• **ESERCIZI**
(1) Ricopia parola per parola il brano dell'articolo sul reflusso che comincia con "Il reflusso gastroesofageo" e finisce con "del reflusso gastroesofageo.".
(2) Rispondi alle domande usando l'articolo sul reflusso:
(a) In quale città si è tenuto il convegno internazionale?
(b) Quanti italiani soffrono di reflusso gastroesofageo?
(c) Dove viene messo il generatore di impulsi di ENDOSTIM?

Il reflusso gastroesofageo brucia per 15 milioni di italiani
PUBBLICATO IL 04 DICEMBRE 2017
Si è tenuto a Milano dal 29 novembre al 1 dicembre presso l’Aula Magna del Policlinico San Donato, l’International Meeting on Gastro-Esophageal Reflux Disease, organizzato dal Professor Luigi Bonavina, Responsabile dell’U.O. di Chirurgia Generale II dell’IRCCS Policlinico San Donato e Professore Ordinario dell’Università degli Studi di Milano. I relatori, provenienti da Italia, Stati Uniti, Australia, Israele, Svizzera, Germania, Austria, Serbia, Grecia, Spagna e Regno Unito faranno il punto sia sugli aspetti diagnostici sia sulle terapie mininvasive oggi disponibili per la cura del reflusso gastroesofageo.
La malattia da reflusso gastroesofageo è una patologia in crescita costante e ancora troppo esposta a cure “fai da te”, per la quale manca una consapevolezza diffusa degli effetti anche gravi sull’intero organismo. Sono 15 milioni gli italiani che soffrono di reflusso gastroesofageo, con conseguenze significative sulla qualità della loro vita. Tuttavia, i più non hanno una diagnosi precisa, ricorrono ai farmaci anti reflusso senza il controllo del medico e non si sottopongono agli esami che possono tenere sotto controllo l’evoluzione della malattia.
La correzione chirurgica del difetto meccanico del cardias – la valvola muscolare posta tra esofago e stomaco che non richiudendosi bene dopo il passaggio del cibo è alla base della malattia da reflusso – viene realizzata oggi con tecniche laparoscopiche mininvasive come la plicatura dello stomaco o l’impianto di un piccolo “collarino” magnetico (Linx) in grado di aprirsi quando passa il bolo alimentare, mantenendo poi il canale chiuso per impedire la risalita dei succhi gastrici.
Esistono anche tecniche molto promettenti e ancora meno invasive, come ENDOSTIM una sorta di “pacemaker” per il cardias, grazie al quale l’anatomia dello stomaco rimane intatta e due piccoli elettrodi vengono collegati, grazie a una minima incisione, a un generatore di impulsi, del tutto simile a un pacemaker, collocato in una tasca sottocutanea nell’addome. Gli elettrodi conducono impulsi a bassa energia, con una frequenza programmata che stimola il tono del muscolo che, contraendosi, contrasta il reflusso proveniente dallo stomaco.
“Oggi abbiamo numerose alternative ai farmaci inibitori della secrezione gastrica, ancora poco diffuse e note, quando i farmaci assunti continuativamente possono dare effetti collaterali e non agiscono sulle cause “meccaniche” della patologia.
La grandissima disponibilità di questi medicinali e la pessima abitudine di condividerli in famiglia portano moltissimi pazienti a sottovalutare i rischi legati al protrarsi negli anni della malattia da reflusso e alla sua degenerazione nella malattia di Barrett, prodromica all’adenocarcinoma.” – spiega il professor Luigi Bonavina. “Promuoviamo questo convegno internazionale proprio per creare un consenso sulla gestione della malattia da reflusso in stadio precoce e condividere i dati sull’appropriatezza e la sostenibilità delle nuove tecnologie biomediche”.

• **Dati di puntamento delle regioni**
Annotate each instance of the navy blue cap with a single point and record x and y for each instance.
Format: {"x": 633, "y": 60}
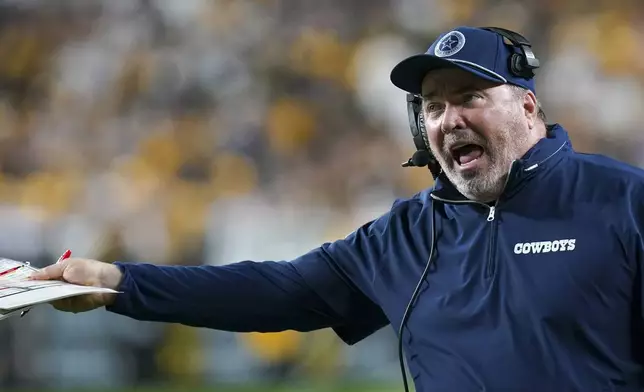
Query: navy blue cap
{"x": 481, "y": 52}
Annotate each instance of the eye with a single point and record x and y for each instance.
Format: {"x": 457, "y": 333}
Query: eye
{"x": 432, "y": 107}
{"x": 469, "y": 97}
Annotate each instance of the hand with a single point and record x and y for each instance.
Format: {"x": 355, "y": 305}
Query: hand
{"x": 84, "y": 272}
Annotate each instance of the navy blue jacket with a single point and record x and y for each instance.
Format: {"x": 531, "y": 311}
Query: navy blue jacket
{"x": 541, "y": 291}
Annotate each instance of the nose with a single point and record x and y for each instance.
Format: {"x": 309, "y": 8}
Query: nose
{"x": 452, "y": 119}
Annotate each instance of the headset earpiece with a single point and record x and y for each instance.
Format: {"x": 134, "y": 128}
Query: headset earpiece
{"x": 521, "y": 64}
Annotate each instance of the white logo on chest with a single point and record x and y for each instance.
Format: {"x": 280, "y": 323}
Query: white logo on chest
{"x": 524, "y": 248}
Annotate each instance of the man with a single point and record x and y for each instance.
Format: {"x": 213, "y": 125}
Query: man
{"x": 535, "y": 250}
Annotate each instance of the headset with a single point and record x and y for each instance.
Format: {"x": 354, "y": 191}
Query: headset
{"x": 521, "y": 65}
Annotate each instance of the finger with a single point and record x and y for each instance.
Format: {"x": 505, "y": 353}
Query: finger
{"x": 54, "y": 271}
{"x": 64, "y": 304}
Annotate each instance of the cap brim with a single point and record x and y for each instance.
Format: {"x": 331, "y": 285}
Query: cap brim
{"x": 409, "y": 74}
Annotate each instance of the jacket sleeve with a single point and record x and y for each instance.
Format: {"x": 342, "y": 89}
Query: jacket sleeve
{"x": 316, "y": 290}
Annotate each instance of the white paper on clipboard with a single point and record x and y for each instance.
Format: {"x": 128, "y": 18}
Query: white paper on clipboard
{"x": 17, "y": 293}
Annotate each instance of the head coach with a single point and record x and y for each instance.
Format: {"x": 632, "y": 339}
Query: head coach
{"x": 519, "y": 270}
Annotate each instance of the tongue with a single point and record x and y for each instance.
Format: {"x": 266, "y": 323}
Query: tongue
{"x": 469, "y": 153}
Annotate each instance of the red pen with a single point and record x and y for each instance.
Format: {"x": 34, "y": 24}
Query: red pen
{"x": 10, "y": 270}
{"x": 64, "y": 256}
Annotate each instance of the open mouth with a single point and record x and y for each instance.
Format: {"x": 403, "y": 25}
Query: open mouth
{"x": 466, "y": 154}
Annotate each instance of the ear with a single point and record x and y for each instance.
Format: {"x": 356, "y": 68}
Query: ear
{"x": 530, "y": 108}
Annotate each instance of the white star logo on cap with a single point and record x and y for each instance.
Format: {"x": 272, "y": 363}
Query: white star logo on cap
{"x": 450, "y": 44}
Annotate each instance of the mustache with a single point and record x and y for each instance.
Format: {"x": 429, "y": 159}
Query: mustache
{"x": 462, "y": 138}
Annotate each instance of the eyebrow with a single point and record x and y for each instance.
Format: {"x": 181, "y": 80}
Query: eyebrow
{"x": 430, "y": 95}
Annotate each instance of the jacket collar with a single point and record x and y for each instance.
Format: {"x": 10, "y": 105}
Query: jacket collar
{"x": 543, "y": 155}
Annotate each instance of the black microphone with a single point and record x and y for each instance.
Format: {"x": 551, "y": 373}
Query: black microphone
{"x": 419, "y": 159}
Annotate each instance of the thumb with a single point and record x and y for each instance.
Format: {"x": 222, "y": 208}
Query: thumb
{"x": 51, "y": 272}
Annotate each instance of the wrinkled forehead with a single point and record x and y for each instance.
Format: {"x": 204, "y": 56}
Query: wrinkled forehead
{"x": 447, "y": 81}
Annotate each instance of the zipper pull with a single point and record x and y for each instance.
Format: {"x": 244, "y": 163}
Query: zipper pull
{"x": 490, "y": 216}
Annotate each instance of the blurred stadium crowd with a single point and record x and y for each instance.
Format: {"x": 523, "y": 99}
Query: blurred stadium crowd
{"x": 208, "y": 132}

• **RISPOSTE PER ESERCIZIO**
(1)
Il reflusso gastroesofageo brucia per 15 milioni di italiani
PUBBLICATO IL 04 DICEMBRE 2017
Si è tenuto a Milano dal 29 novembre al 1 dicembre presso l’Aula Magna del Policlinico San Donato, l’International Meeting on Gastro-Esophageal Reflux Disease, organizzato dal Professor Luigi Bonavina, Responsabile dell’U.O. di Chirurgia Generale II dell’IRCCS Policlinico San Donato e Professore Ordinario dell’Università degli Studi di Milano. I relatori, provenienti da Italia, Stati Uniti, Australia, Israele, Svizzera, Germania, Austria, Serbia, Grecia, Spagna e Regno Unito faranno il punto sia sugli aspetti diagnostici sia sulle terapie mininvasive oggi disponibili per la cura del reflusso gastroesofageo.

(2)
(a) A Milano.
(b) 15 milioni.
(c) In una tasca sottocutanea nell'addome.